— WHAT THE TASK REQUIRES —
Can you rewrite the records from the start up to and including the line with "<point>414,464</point>", swapping every "Target" for "Label" and leaving all else as it is?

▬▬▬▬▬▬▬▬▬▬

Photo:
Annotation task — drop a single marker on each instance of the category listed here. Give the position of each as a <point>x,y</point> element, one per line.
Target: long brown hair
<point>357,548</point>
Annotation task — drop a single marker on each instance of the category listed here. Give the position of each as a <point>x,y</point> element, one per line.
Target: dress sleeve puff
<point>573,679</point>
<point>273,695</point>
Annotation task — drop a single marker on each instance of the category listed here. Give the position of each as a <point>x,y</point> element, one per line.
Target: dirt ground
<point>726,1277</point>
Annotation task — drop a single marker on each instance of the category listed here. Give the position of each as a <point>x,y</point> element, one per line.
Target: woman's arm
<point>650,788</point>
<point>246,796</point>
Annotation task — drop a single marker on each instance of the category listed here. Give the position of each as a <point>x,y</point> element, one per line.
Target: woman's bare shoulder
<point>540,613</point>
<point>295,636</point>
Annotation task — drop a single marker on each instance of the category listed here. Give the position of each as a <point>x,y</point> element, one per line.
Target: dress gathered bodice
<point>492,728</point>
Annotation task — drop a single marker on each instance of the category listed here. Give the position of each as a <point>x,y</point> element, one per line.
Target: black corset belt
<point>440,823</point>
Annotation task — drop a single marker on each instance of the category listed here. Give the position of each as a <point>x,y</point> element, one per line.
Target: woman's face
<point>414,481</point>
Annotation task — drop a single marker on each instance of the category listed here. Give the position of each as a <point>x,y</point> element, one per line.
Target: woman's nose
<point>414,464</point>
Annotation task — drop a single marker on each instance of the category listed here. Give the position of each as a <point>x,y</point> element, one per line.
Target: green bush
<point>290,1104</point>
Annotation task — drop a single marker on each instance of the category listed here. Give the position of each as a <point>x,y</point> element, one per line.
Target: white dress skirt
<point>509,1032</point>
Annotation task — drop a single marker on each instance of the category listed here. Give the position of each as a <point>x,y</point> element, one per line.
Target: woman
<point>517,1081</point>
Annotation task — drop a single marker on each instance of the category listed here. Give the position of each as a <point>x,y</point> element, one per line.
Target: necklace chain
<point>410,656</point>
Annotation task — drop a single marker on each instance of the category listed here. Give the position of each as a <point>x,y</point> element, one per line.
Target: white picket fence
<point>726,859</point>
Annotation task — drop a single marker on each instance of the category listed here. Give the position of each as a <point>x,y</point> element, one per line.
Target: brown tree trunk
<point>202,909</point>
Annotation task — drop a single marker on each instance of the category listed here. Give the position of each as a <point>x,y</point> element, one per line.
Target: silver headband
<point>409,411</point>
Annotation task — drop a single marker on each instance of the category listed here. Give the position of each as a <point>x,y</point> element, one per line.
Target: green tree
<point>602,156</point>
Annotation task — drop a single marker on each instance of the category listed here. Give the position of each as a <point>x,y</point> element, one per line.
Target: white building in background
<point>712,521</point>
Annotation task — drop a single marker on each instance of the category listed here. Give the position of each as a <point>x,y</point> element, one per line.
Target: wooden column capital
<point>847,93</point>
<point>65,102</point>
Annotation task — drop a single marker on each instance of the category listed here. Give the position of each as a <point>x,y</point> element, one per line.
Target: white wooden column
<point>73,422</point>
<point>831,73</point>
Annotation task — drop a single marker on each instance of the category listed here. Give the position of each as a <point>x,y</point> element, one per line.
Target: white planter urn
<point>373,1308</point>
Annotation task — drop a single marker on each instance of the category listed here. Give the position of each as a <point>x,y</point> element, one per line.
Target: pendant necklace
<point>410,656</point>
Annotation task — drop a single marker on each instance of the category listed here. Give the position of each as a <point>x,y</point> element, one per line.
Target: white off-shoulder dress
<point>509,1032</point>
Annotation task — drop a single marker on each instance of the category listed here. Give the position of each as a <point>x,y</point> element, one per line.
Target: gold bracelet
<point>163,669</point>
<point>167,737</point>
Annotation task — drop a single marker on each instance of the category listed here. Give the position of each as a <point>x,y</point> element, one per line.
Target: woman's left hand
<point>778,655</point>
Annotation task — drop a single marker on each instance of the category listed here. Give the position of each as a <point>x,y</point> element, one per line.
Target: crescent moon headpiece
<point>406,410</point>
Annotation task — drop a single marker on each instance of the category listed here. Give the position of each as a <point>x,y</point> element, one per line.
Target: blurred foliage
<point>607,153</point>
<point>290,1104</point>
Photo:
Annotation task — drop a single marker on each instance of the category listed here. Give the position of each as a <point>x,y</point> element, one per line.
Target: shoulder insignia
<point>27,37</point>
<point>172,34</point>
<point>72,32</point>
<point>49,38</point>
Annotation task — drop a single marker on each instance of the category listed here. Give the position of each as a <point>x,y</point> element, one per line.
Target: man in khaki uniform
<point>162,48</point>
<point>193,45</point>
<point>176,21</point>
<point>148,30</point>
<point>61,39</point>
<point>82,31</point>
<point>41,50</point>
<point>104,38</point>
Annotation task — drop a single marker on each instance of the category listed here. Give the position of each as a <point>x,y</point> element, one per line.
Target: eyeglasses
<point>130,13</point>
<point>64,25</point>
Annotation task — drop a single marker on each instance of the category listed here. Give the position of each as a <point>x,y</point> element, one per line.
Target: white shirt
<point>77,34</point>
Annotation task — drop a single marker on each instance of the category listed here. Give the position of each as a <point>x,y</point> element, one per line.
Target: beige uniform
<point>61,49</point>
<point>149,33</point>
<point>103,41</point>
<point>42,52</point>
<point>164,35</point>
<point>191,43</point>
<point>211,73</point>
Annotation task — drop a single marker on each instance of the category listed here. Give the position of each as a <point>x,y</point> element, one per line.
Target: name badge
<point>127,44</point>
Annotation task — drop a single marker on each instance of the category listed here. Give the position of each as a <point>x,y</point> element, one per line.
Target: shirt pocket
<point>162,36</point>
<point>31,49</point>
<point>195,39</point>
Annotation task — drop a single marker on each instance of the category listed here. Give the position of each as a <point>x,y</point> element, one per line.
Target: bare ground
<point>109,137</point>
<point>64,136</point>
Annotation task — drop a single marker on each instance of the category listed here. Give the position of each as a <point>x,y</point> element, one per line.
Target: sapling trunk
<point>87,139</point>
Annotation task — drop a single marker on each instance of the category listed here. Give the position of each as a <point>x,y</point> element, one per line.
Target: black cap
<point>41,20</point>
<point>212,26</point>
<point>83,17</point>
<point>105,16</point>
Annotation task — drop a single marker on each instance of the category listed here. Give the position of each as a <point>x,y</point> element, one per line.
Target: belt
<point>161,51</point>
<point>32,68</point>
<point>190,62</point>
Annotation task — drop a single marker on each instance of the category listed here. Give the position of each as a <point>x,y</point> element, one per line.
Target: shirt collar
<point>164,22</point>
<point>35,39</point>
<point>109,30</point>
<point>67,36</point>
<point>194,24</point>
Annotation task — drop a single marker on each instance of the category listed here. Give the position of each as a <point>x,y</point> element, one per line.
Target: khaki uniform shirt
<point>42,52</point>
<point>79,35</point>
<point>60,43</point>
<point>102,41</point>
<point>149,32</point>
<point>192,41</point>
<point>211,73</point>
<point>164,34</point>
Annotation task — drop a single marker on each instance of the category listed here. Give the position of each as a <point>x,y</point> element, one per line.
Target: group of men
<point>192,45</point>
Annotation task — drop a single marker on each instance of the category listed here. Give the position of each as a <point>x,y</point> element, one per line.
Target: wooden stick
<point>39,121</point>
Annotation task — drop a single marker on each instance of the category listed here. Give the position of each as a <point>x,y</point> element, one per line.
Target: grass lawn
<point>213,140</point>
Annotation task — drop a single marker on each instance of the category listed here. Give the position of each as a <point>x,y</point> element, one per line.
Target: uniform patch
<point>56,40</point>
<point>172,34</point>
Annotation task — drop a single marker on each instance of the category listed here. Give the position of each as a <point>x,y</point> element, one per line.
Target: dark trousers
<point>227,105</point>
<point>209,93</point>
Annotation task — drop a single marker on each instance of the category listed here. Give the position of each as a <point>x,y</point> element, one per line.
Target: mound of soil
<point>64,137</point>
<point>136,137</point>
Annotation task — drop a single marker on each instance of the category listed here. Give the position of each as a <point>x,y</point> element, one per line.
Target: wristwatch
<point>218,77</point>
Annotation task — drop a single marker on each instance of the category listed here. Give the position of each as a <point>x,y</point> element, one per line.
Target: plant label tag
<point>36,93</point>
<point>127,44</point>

▬▬▬▬▬▬▬▬▬▬

— RESULT —
Photo:
Annotation task — drop a single marker on each instance of the category listed here. Give the position of each as a <point>x,y</point> element, one per line.
Label: long brown hair
<point>357,548</point>
Annotation task — drop a single marker on each instance of the category listed here. Give the position of each as a <point>x,y</point> element, one per line.
Label: dress sleeve puff
<point>573,679</point>
<point>273,695</point>
Annotation task — drop a single marker on each instance of the category listed here. Give the position of each as a <point>x,y</point> element, one per line.
Label: dirt ground
<point>726,1277</point>
Annotation task — drop a single marker on each instance of the category listed here. Give the position of each as a <point>x,y</point> element, one per line.
Label: woman's arm
<point>650,788</point>
<point>246,796</point>
Annotation task — drop a single marker on each instance of the category listed here. Give the position of each as a <point>x,y</point> element, one per line.
Label: woman's bare shoulder
<point>540,613</point>
<point>295,636</point>
Annotation task — drop a single marker on each instance of the category listed here. Give the position of each as a <point>x,y</point> element, one per line.
Label: dress gathered bodice
<point>492,728</point>
Annotation task — drop a single marker on each instance of the category listed here. Give the position of each as a <point>x,y</point> element, one per line.
Label: black corset belt
<point>440,823</point>
Annotation task — drop a single marker on each instance of the category listed here. Give the position of each as a <point>x,y</point> element, one per line.
Label: woman's face
<point>414,481</point>
Annotation task — drop a single marker on each instance of the category listed here. Give the position of each as a <point>x,y</point> element, one per line.
Label: woman's nose
<point>414,464</point>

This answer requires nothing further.